Extract provided ▸
--- START ---

SIOUX CITY, Iowa (CN) – Sen. Elizabeth Warren led a group of four Democratic presidential hopefuls at an Iowa forum that focused on perennial issues that are important to older voters.

Attendees peppered the candidates with questions about Social Security, prescription drugs prices, health care and financial security.

On each of these issues, Warren pointed to her experience as an advocate for families who struggle to stay together and her focus on fighting for underdogs.

I’ve been in this fight a long time,” Warren said, noting her work in the Senate to establish a consumer financial protection bureau that helps protect vulnerable seniors. “We need a government that’s not just on the side of those with armies of lobbyists and lots of money. We need a government that’s on the side of people.”

Warren wants to see the federal government manufacture generic prescription drugs like insulin and blood pressure medication. “I’m all for negotiating drug prices, I’m just trying to put a little more muscle behind that,” she said.

She also proposes strengthening a social safety net by providing more funding to existing programs like Social Security and Medicaid, new programs that expand access to Medicare, and giving flexibility for people to give home care to their sick elders.

It’s not just economic, it’s moral,” Warren said of health care. “We don’t know whose beloved grandchild, whose neighbor, will need help. Medicaid is about our values. We don’t know who it’s going to be, but we’re all going to pitch in money.”

Former U.S. Rep. Beto O’Rourke, entrepreneur Andrew Yang and author Marianne Williamson rounded out the panel at the AARP forum

Williamson pointed to unequal education, poverty and corporate greed as the roots of most problems faced by the country. She touted ideas to change the funding mechanism of public schools away from a system that relies of property taxes and to protect seniors from the “predatory actions” of pharmaceutical companies. She also said she would promote “economic patriotism” if she becomes president.

We’re all in this together,” Williamson said. “We need a complete rethinking of what the government owes the people of the United States.”

O’Rourke focused his comments on his “Medicare for America” plan as a balm for mental health, overcrowded prisons and stability in the lives of Americans.

Noting that some convicts he spoke to in his home county in Texas got arrested on purpose to receive mental health care, O’Rourke called county jails the largest health care facility in many cities. “We remove that kind of uncertainty and cruelty by guaranteeing mental health coverage,” he said.

--- END ---

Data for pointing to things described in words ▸
--- START ---

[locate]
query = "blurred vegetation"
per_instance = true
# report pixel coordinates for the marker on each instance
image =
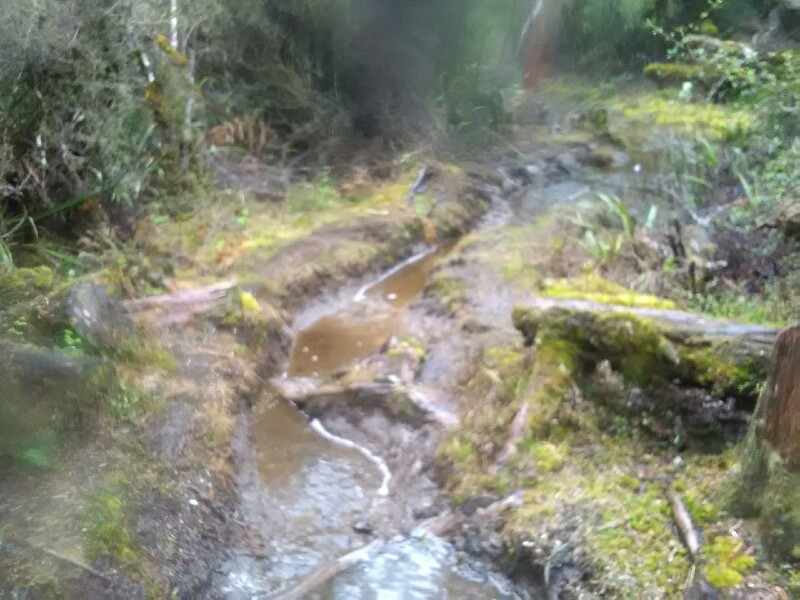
(98, 108)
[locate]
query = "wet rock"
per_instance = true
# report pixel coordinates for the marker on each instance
(363, 526)
(45, 394)
(99, 319)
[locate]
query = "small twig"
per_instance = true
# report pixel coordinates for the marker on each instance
(328, 572)
(684, 523)
(423, 174)
(75, 563)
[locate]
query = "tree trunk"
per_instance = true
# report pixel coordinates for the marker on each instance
(779, 404)
(768, 485)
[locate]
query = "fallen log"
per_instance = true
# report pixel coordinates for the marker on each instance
(182, 306)
(329, 571)
(648, 345)
(683, 521)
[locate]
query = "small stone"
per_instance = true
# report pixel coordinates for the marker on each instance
(99, 319)
(362, 526)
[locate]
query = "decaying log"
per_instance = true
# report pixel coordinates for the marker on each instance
(649, 345)
(684, 523)
(179, 307)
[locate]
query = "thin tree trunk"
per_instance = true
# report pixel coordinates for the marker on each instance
(173, 23)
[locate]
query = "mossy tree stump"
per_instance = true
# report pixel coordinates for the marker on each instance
(768, 486)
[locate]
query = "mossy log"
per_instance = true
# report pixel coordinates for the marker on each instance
(651, 345)
(768, 485)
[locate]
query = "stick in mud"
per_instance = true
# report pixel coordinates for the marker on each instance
(328, 572)
(684, 523)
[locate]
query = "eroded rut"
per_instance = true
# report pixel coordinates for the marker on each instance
(313, 485)
(318, 491)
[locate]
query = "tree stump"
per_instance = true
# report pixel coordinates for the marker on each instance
(768, 486)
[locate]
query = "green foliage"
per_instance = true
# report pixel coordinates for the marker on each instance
(310, 196)
(726, 562)
(127, 402)
(107, 530)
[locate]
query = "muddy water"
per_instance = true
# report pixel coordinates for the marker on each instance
(359, 328)
(309, 491)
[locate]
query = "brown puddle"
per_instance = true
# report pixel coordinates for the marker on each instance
(362, 326)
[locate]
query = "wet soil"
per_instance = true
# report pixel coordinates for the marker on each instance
(250, 496)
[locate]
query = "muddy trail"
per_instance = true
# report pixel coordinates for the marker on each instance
(338, 481)
(299, 451)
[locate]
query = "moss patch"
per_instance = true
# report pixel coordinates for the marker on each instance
(594, 288)
(714, 121)
(645, 352)
(108, 527)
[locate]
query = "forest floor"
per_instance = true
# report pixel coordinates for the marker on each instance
(155, 502)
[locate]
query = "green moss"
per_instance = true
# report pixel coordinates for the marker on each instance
(24, 284)
(406, 344)
(725, 562)
(635, 347)
(642, 351)
(107, 526)
(715, 367)
(548, 457)
(712, 120)
(593, 288)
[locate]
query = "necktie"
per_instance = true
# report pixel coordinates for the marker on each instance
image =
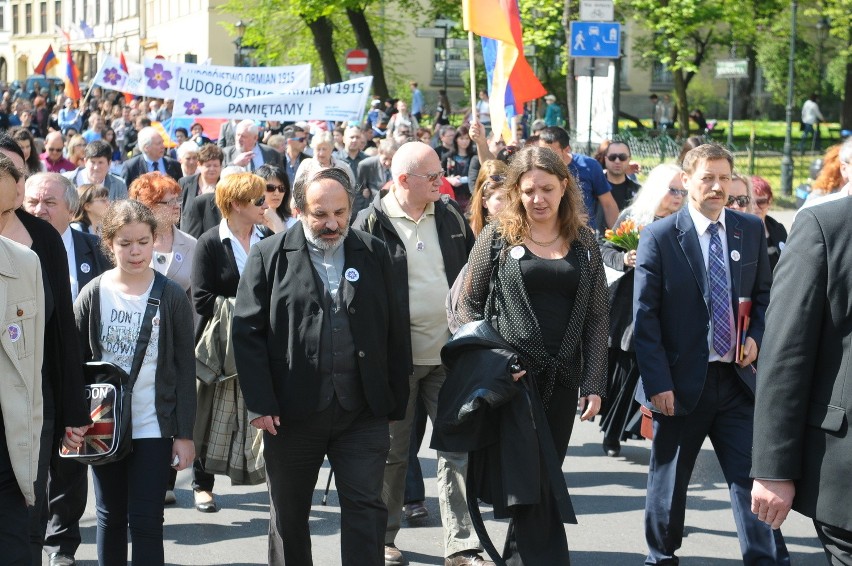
(720, 303)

--- END ---

List of tasks ▸
a – Translate this sentence from the report on the Iowa forum into Spanish: "Attendees peppered the candidates with questions about Social Security, prescription drugs prices, health care and financial security."
b – Pick up the report on the Iowa forum after its last sentence and keep writing.
This material comes from a different source than the report on the Iowa forum.

Answers to the exercises ▸
a – Los asistentes acribillaron a los candidatos con preguntas sobre el Seguro Social, los precios de los medicamentos recetados, la atención médica y la seguridad financiera.

b –
O’Rourke frequently referred to prison issues and pledged to decriminalize marijuana, particularly as a way to help sick people who don’t want to use opioids to treat their maladies.

Let’s not wait for a state-by-state decision,” he said. “I’ll end that prohibition forever.”

Yang, a start-up entrepreneur, spoke of “uniquely American problems” and how to rewrite the rules of our economy and the health care system to get better deals on drug prices.

We don’t feel like owners anymore, it’s like we’re passengers on a ship,” he said, noting that companies now have little incentive to worry about the financial interests of customers. “[Pharmaceutical] companies only know dollars-and-cents. We have to hit them where it hurts.”

Yang also reassured the audience that his proposed “Freedom Dividend” would not replace Social Security retirement benefits. “We need to issue a dividend to ourselves,” he said.

Under his proposal, each American would receive $12,000 a year in universal basic income. He argued that while raising the minimum wage would not benefit all Americans – like the retired and those staying at home with children or sick relatives – universal income could ease the fiscal issue of every American.

Although the GDP and stock prices are at record highs, Yang said the rules of the current U.S. economy are not focused on allowing people to succeed. He noted rates of suicide, drug dependence and other mental health problems are on the rise.

We need to focus on our life economy. We can’t set up a race we’re all going to lose.”

Sponsored by AARP, the nation’s largest nonprofit organization dedicated to empowering people 50 and older, the event was moderated by Kathie Obradovich of the Des Moines Register and O. Kay Henderson of Radio Iowa News.

Around 200 AARP members made up the invitation-only audience.